#### Prova tu:
Riprendi il brano sul dolore di un ragazzo e sulle lettere da scrivergli e continualo dopo l'ultima frase riportata.

#### Brano fornito:
╭──
La vita va avanti, ma può anche rallentare e mettersi al passo con chi soffre
Capisce persino, e li scusa, i ragazzi che si sono allontanati da lui, senza cattiveria, per via della vita che fa il suo mestiere e va avanti. Però non ha paura di chiedere: scrivetegli, aprite finestre, fateci entrare il mondo.
Rimane uno spazio risicato, il dolore è intenso e quasi totalizzante ma gli resta un che di ottuso, la vita, se vuole riesce a passare da piccole fessure. Ed è da quelle che la mamma chiede che gli altri, che l'altro e il mondo, l'amicizia, il sentirsi comunque insieme passino. Per posta, come si faceva una volta.
Scriviamogli lettere
Una vita intensa che sembra ora monopolio del dolore
Prima suonava la batteria, giocava a basket, era uno scout. Il dolore opprime, sequestra, se non è troppo forte addirittura riesce ad interrogarti. Ma a rispondere, chi ci pensa?
Siamo cristiani per questo, i più afasici in merito, ma i soli che possono misteriosamente abitarlo sapendo che non è vano. Senza spiegarlo, che è tutto un groviglio di nodi e spiegazzamenti. Ogni volta che mi imbatto in storie di dolore e di più in quello dei bambini mi viene in mente Padre Pio, per il quale, confesso, non ho particolare trasporto o sintonia, spero che non se la prenda.
╰──
#### Dati mostrati:
╭──
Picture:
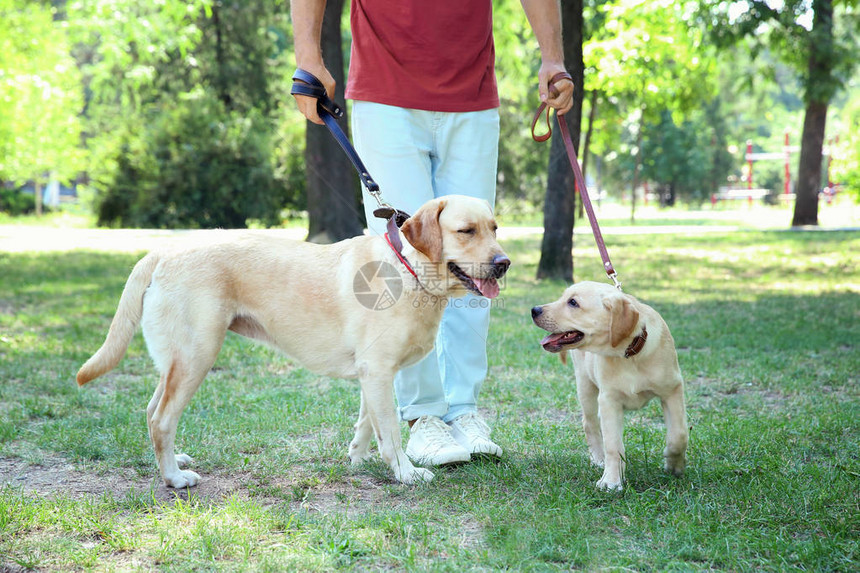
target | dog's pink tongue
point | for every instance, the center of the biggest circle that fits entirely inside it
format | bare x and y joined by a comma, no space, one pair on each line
╰──
#### Risposta scritta:
Lui, il santo a noi contemporaneo che si è cristificato a vista d'occhio durante la sua esistenza; lui che pativa su di sé il privilegio di molti dolori di Gesù, che sapeva cosa significava la Passione, ha voluto un ospedale d'eccellenza, ma che fosse prima di tutto luogo accogliente e di sollievo.
Il dolore non si chiede, non lo si ama in sé stesso, lo si attraversa con pazienza- se Dio ce ne dà - perché salva, perché è diventato l'opposto di ciò per cui ci è arrivato in dote.
Tutte le cose sono nuove, in Cristo
E' il sacrificio che Cristo ha fatto nuovo, nessun pagamento impossibile, nessun dazio per il dio insaziabile, basta sangue, dopo che l'innocente vero l'ha saputo versare.
Possiamo unirci a Lui, accettare in sua compagnia che la nostra bellezza venga nascosta e differita e intanto maturi. Nel frattempo però abbiamo il dovere di soccorrerci, consolarci, sollevarci, provare a guarire chi soffre. Nel corpo di sicuro e ancor più perentoriamente nella sofferenza dello spirito.
Lorenzo è poco più che un bambino, i medici che lo hanno in cura sono eccellenti professionisti e non solo, se la mamma li chiama angeli. Che razza di angeli maneggia siringhe e bisturi, medicine amarissime e nomi impronunciabili? Quelli che si fanno poche fisime, conoscono e rispettano i corpi, si danno da fare per rimetterli in carreggiata proprio perché li riconoscono in capo a un'anima.
Rilanciamo il suo appello che facciamo nostro
Accogliamo anche noi, dunque, l'appello di mamma Francesca e portiamo Lorenzo, la sua famiglia e tutti i medici nelle nostre intenzioni di preghiera.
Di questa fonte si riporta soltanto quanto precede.